Problems and tasks:
(1) Write out the part of the Griffin Ranch observing report from "[AZ-Observing] Re: Observing" up to and including "amazing night Paul.", word for word.
(2) Carry the Griffin Ranch observing report forward, picking up right after its last sentence.

Page:
[AZ-Observing] Re: Observing Report from Griffin Ranch May 30, 2011

  • From: <bsanden@xxxxxxx>
  • To: az-observing@xxxxxxxxxxxxx
  • Date: Fri, 3 Jun 2011 20:34:27 -0700

Stirring account of an amazing night Paul.  

I remember when we were all fresh into the hobby and making our best attempts 
to convey the splendor of a nighttime observing run via articles in the SAC 
newsletters.  Back then the thrill and awe of discovery came through with every 
sentence.  You've captured that again and its gotten me primed for my next deep 
sky run.  

Thanks!


---- L Knauth <Knauth@xxxxxxx> wrote: 
> Observing Report from Griffin Ranch May 30, 2011
> 
>       Last Monday night I went to Ken Sike’s and Bill Van Orden’s little 
> knoll just northeast of the EVAC Griffin Ranch site to specifically take a 
> look at the goings-on toward the core of our galaxy.  The night was calm and 
> incredibly clear with a SQM-L zenith reading of 21.67 around 10 pm.  I chased 
> galaxies on my observing list while the horizontal Milky Way above the 
> eastern horizon rolled up toward the meridian.  When Antares finally 
> culminated, I put in a new 21 mm Ethos on the 25” Obsession and began a 
> journey into the spiral arm of stars, dust, and gas between us and the 
> galactic core.  Little did I know that it would yield the most emotionally 
> overwhelming observing encounter in the 55 years I have been scouring the 
> deep night sky. 
>       After marveling at M4 where loose star chains give the impression of a 
> great unwinding caused by some disrupting influence, I slew east toward the 
> dark interstellar clouds and faint steely gray obscuration that starts just 
> to the east.  Tiny globular cluster N 6144 is the last peep at something 
> distant. It looks to me like its eastern side is dimmed by the encroaching 
> murk and the field stars largely vanish as I scan eastward.  Chasing the 
> meridian along its intersection down the slanting length of westward moving 
> Scorpius, I make repeated diversions to admire clusters and even get a 
> fascinating high power view of the intricately detailed Bug Nebula.  The 
> seeing is so good tonight I can stoke up the power even at this low altitude.

Collected material:
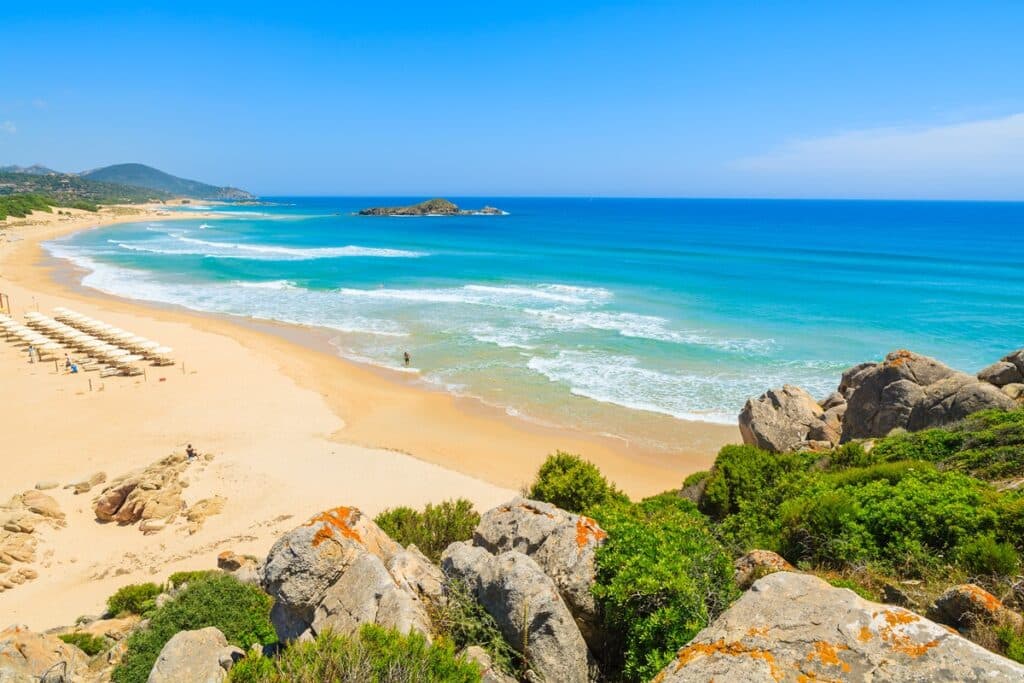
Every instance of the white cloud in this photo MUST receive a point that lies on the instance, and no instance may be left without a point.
(976, 159)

Exercise responses:
(1)
[AZ-Observing] Re: Observing Report from Griffin Ranch May 30, 2011

  • From: <bsanden@xxxxxxx>
  • To: az-observing@xxxxxxxxxxxxx
  • Date: Fri, 3 Jun 2011 20:34:27 -0700

Stirring account of an amazing night Paul.

(2)
>       Around 2 am, the galactic core reaches the meridian and I throw off all 
> pretense of observing catalogued objects systematically.  I pull off the 
> drive clutches, grab the truss and just sweep slowly, field by field with the 
> Ethos 21.  I am startled to see an immense glowing veil of background stars 
> appear, each a little infinitesimal point of light.  They are so numerous 
> that there is hardly space between them.  It isn’t just the amorphous glow 
> typical of this region that you get in a smaller scope or in a brighter sky; 
> it is a glow made up of uncountable discrete points of light that I have 
> never before seen as such. Against this background of blazing pinpoints, the 
> brighter, closer stars form a separate and noticeably less numerous 
> population.  But the astounding thing is the dark stringers, elongated 
> patches, and discrete blobs of jet-black obscuring clouds of all sizes and 
> shapes silhouetted against this luminous curtain.  We’ve all seen the big 
> ones in binocs, but here i
>  s telescopic field after field of stringy jet black filaments, swirls, and 
> patches sharply delineated against the stellar multitude--all spangled with 
> pinpoint foreground stars of various brightness and subtle colors.  The 
> intricate boundaries and shapes of the dark clouds are beyond comprehension 
> and certainly beyond verbal description.  Just when you get your breath from 
> one view, the next one moves in with even more spectacular, infinite detail.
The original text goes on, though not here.